------ Text provided

From: Jordi Gutiérrez Hermoso
Subject: Re: gnuplot in Octave review
Date: Tue, 10 Feb 2009 18:17:16 -0600

2009/2/10 Petr Mikulik <address@hidden>:
> "Octave by default uses the curiously-named gnuplot (it has nothing to do
> with the GNU project)"
>
> Your review is about Octave, so why do you put this funny personal opinion
> into this text?

There's nothing opinionated about it except "curiously named", but
maybe you think it's natural to use "gnu" for free software that
doesn't have anything to with GNU. Many other people, however, often
believe gnuplot has something to do with GNU.

> Gnuplot is not a tool for 3D scene modelling. It has indeed some other
> limitations. However, many properties changed in recent years. Which
> "complex 3d plotting" does not it support? Can you give examples? You are
> welcome to contribute to both sides, Octave as well as gnuplot.

------------
------ Exercise inputs

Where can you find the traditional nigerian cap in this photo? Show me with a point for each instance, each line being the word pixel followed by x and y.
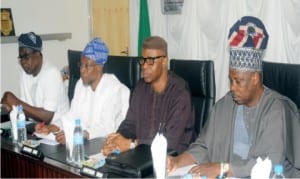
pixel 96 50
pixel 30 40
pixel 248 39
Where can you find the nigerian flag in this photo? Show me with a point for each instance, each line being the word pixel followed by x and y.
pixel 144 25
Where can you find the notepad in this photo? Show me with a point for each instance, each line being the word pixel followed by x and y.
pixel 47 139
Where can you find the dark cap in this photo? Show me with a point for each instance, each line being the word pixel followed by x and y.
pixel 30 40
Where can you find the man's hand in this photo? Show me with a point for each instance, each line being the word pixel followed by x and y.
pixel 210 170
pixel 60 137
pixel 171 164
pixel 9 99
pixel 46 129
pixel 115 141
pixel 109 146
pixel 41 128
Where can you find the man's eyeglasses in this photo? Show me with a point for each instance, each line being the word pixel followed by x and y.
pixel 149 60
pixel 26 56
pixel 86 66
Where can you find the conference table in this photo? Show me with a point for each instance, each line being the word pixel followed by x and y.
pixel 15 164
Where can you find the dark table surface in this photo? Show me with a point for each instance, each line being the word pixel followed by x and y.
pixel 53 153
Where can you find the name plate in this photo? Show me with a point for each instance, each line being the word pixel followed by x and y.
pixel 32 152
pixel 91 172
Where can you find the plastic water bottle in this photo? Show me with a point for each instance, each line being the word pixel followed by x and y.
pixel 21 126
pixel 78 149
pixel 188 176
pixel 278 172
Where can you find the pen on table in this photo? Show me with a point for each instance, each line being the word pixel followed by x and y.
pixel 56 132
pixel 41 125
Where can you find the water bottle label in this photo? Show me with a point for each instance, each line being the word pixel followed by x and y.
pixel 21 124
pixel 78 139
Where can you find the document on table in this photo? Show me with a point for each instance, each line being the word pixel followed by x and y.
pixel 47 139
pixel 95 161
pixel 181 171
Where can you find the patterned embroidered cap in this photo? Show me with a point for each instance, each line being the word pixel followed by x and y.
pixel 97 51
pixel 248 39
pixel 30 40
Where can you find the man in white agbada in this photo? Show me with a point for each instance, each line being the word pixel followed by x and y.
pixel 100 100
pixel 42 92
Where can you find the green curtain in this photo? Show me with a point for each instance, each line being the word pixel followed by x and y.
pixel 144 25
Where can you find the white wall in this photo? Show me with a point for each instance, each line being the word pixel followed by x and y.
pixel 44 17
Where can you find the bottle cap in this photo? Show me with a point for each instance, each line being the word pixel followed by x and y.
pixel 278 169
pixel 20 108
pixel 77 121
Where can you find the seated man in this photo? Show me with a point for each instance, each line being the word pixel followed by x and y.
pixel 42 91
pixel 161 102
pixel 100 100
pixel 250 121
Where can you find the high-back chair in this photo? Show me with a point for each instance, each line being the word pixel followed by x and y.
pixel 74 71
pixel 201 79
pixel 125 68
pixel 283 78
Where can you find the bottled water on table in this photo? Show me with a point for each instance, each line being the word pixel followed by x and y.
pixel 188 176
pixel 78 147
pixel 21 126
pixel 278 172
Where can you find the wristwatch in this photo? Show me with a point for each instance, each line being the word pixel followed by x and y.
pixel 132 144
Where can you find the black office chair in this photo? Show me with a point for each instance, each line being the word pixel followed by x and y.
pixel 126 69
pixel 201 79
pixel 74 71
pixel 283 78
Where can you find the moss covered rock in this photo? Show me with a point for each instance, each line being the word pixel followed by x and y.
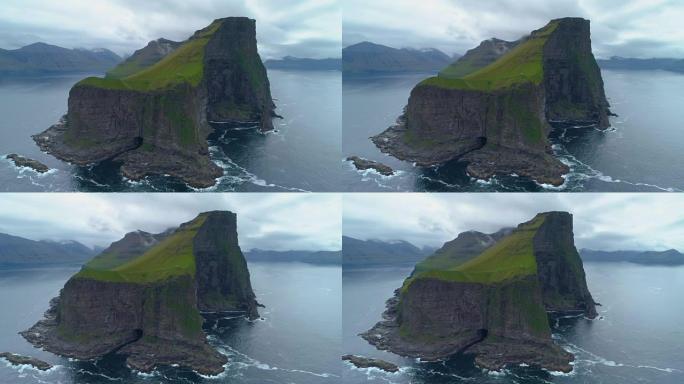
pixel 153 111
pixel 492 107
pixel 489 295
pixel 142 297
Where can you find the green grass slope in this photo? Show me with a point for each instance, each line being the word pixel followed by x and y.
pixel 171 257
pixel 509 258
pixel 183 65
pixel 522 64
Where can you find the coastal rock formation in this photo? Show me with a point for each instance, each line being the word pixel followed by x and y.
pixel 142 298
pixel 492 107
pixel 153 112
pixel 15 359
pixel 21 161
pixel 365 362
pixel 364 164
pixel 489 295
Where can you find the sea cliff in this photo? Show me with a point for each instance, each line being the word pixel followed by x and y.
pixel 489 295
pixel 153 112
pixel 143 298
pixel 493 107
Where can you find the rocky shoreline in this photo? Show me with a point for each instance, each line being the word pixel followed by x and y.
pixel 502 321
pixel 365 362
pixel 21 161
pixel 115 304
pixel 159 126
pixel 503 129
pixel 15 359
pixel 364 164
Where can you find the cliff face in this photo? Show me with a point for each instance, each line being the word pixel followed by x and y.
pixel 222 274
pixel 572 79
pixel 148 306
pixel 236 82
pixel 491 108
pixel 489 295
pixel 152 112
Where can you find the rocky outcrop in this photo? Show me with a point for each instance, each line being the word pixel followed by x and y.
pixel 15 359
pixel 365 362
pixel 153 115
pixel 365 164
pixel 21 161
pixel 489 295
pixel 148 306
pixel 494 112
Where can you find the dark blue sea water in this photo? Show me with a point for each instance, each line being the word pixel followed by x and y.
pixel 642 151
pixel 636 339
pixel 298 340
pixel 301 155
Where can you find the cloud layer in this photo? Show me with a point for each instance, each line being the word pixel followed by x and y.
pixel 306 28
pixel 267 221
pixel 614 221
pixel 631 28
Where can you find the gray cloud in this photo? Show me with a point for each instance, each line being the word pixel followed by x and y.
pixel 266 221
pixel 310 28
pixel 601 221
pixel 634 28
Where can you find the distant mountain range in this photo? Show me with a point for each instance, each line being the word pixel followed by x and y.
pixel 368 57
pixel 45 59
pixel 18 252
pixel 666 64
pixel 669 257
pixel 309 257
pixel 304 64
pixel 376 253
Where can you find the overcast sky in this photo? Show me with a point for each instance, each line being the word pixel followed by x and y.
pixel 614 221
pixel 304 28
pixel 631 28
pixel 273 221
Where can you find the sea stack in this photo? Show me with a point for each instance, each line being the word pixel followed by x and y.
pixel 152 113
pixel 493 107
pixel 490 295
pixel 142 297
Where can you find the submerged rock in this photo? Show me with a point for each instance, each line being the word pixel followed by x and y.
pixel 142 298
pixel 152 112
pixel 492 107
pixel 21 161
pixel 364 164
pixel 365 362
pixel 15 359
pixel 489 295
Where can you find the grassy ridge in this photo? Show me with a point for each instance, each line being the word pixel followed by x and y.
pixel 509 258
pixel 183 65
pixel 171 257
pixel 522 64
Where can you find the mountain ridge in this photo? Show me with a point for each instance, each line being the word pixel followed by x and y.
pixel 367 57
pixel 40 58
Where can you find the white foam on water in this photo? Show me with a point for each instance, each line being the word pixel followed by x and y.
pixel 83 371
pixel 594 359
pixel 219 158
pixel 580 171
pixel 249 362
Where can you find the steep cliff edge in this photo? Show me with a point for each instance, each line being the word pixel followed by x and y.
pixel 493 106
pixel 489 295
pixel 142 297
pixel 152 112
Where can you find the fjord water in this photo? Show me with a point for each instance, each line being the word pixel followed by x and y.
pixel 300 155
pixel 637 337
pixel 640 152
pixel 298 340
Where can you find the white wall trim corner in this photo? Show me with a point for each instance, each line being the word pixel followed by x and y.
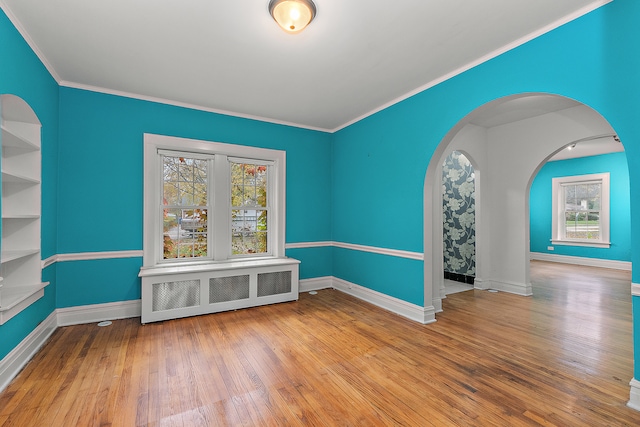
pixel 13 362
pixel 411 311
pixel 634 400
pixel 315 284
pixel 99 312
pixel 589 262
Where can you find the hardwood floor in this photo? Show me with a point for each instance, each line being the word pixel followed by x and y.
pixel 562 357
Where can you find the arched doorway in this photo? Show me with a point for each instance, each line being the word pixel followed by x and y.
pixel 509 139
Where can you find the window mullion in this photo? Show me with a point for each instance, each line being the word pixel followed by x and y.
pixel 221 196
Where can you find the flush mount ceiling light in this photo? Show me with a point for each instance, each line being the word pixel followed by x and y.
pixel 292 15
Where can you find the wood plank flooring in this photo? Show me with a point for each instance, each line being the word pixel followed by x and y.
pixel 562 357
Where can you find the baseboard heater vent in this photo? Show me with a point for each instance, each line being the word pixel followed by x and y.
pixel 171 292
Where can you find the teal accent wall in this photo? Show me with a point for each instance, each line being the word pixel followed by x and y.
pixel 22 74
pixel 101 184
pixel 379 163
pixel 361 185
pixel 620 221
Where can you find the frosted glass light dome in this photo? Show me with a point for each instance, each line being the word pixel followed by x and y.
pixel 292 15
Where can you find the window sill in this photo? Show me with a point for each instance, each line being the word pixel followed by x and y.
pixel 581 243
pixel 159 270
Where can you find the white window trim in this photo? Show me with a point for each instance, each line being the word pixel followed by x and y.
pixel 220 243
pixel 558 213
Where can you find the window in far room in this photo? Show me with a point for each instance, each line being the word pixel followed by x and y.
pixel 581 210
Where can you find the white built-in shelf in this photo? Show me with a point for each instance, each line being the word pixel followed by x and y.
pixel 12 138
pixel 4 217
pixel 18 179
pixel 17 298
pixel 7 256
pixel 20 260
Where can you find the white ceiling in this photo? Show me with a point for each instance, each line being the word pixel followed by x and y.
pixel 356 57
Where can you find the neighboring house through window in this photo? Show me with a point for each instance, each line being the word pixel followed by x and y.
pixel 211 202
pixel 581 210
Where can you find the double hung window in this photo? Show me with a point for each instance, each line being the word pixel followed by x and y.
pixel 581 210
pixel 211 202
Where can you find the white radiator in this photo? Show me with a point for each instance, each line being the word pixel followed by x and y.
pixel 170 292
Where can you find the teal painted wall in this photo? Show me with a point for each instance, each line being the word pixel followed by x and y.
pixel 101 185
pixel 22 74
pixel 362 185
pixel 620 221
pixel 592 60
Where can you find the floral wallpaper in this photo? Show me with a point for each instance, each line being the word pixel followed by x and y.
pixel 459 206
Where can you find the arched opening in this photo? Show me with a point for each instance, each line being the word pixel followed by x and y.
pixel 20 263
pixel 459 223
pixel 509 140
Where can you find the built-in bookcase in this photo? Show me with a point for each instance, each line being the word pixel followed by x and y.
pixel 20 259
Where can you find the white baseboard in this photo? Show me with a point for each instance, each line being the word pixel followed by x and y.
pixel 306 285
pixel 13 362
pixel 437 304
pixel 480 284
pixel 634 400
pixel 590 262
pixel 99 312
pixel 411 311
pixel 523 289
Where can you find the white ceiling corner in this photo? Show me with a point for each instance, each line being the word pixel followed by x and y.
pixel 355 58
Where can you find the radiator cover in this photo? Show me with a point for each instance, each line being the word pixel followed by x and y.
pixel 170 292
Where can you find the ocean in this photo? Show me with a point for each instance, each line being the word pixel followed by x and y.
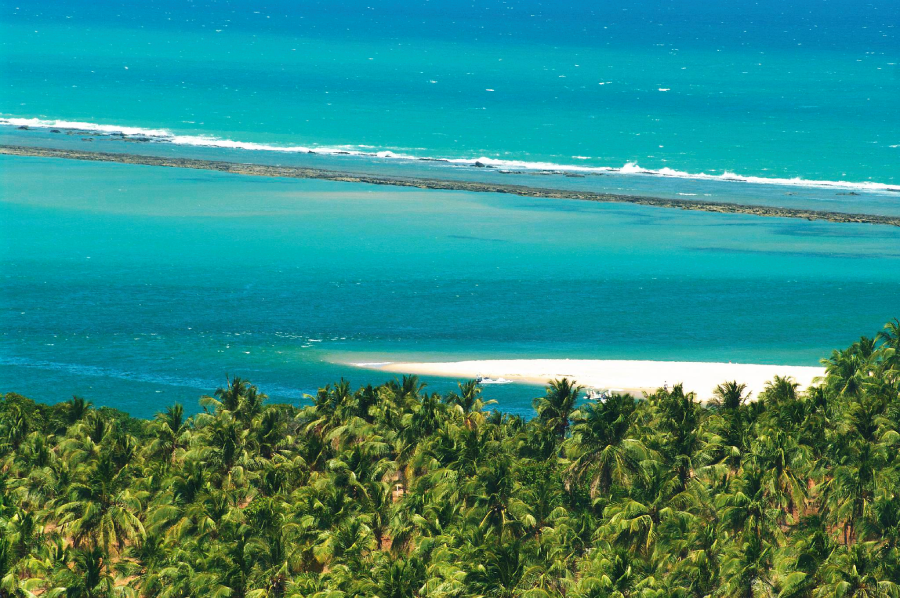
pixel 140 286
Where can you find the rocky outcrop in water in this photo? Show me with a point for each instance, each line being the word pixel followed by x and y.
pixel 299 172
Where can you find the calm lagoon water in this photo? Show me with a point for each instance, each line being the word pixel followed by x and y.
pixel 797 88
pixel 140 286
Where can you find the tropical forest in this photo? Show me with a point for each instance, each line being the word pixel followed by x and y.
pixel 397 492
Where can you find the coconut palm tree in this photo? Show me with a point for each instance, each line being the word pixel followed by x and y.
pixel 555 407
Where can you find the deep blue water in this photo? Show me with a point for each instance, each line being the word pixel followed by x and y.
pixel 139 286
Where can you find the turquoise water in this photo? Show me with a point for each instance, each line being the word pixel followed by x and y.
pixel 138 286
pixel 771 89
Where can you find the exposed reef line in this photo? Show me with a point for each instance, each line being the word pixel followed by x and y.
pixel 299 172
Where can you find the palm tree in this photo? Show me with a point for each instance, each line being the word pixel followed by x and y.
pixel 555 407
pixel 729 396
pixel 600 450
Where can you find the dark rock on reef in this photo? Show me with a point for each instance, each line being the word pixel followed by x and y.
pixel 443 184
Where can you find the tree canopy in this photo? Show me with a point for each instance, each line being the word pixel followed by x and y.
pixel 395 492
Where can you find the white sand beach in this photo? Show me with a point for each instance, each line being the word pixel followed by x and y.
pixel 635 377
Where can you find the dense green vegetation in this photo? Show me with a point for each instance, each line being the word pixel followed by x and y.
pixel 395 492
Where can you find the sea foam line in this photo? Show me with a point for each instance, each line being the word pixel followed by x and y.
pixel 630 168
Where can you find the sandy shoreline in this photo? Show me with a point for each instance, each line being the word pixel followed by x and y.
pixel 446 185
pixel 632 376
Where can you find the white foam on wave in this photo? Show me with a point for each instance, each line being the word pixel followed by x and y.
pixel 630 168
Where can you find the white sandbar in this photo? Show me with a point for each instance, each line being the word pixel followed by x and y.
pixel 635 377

------------

▶ [Things to do]
1. Put the rows, from the first one through the line containing "pixel 41 128", into a numbered list, both ends included and blank lines dropped. Leave the pictures out.
2. Write the next part of the mailing-list reply about gnuplot in Octave, starting after its last sentence.

▶ [Expected results]
1.
1. Where can you find the traditional nigerian cap in this photo? Show me with a point for each instance, each line being the word pixel followed by x and y.
2. pixel 96 50
3. pixel 30 40
4. pixel 248 39
5. Where can you find the nigerian flag in this photo? Show me with a point for each instance, each line being the word pixel followed by x and y.
6. pixel 144 25
7. Where can you find the notepad in this photo? Show me with a point for each instance, each line being the word pixel followed by x and y.
8. pixel 47 139
9. Where can you find the dark cap in this photo? Show me with a point for each instance, each line being the word pixel followed by x and y.
10. pixel 30 40
11. Where can you find the man's hand in this photo? Show me with a point for each instance, each line being the word pixel followed by x and y.
12. pixel 210 170
13. pixel 60 137
14. pixel 171 164
15. pixel 9 99
16. pixel 46 129
17. pixel 115 141
18. pixel 109 146
19. pixel 41 128

2.
Unless it's changed recently, gnuplot doesn't do lighting and
shading... as I recall, it also had problems, with rending multiple 3d
surfaces and which surface should be visible and which not, but maybe
that has changed recently too. It also seems a little slow to me when
trying to render surfaces at high resolution (e.g. 100x100 meshgrid),
especially noticeable when trying to rotate said surface.

Gnuplot's limitations are obvious in various ways, and the gradual
move to the OpenGL backend is a generalised acknowledgment of this.
Not to mention that its output is ugly compared to OpenGL:

     http://platinum.linux.pl/~jordi/piccies/gnuplot-vs-octaviz.png

Something I would like some day in Octave (I know, I know, "show us
the code") is something like Matlab's movie-making abilities. I think
gnuplot is a bit limited for that purpose. Right now I generate
individual frames and stitch them together with mplayer or ffmpeg.
Perhaps if I can assume a dependency on ffmpeg or mplayer, I could be
able to code up m-files that did movies in Octave as in Matlab.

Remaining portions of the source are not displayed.